(Stored entries)
- - -
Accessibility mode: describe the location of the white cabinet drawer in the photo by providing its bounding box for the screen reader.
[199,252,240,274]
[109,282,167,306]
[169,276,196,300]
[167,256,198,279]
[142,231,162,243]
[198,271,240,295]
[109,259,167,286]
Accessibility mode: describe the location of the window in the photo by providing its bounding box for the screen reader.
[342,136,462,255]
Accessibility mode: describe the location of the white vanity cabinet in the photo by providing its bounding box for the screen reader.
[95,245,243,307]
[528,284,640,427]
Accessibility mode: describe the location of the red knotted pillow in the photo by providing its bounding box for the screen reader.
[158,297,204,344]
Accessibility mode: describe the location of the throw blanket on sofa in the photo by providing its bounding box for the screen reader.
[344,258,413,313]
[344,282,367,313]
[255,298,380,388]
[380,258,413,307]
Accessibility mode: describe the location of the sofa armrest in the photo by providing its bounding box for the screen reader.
- - -
Objective
Please locate every line in the records above that contains the word "white" and copy each one. Case counts.

Output below
Accessibility mode: describe the location of the white cabinet drawer in the photo by providing its bounding box for the screen reader.
Accessibility mode: describe the location of the white vanity cabinet in the photo by providing its bounding box for the screen reader.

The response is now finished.